# start of Data extract
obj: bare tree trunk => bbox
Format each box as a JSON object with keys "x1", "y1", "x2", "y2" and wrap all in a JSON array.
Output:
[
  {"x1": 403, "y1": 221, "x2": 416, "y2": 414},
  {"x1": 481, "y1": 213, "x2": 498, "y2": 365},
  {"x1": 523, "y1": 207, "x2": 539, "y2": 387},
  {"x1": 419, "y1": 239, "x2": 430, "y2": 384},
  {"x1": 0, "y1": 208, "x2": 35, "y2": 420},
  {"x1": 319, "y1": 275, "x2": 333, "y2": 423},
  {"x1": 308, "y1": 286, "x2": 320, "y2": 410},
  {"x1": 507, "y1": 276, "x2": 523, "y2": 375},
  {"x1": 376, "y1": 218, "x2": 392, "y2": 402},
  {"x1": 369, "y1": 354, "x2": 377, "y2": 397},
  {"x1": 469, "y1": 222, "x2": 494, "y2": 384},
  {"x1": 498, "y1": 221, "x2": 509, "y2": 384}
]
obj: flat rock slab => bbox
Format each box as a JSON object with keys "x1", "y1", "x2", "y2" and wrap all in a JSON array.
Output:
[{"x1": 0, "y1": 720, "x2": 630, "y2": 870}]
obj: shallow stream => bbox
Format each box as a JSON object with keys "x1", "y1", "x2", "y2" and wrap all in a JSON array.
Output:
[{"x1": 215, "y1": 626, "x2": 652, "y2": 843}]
# end of Data extract
Task prompt: Copy the listing above word for word, starting at the line that contains "obj: shallow stream => bbox" and ending with the listing's final line.

Complete output:
obj: shallow stream => bbox
Format each box as a JSON object with keys "x1", "y1", "x2", "y2" and wrap all in a JSON array.
Output:
[{"x1": 215, "y1": 626, "x2": 652, "y2": 843}]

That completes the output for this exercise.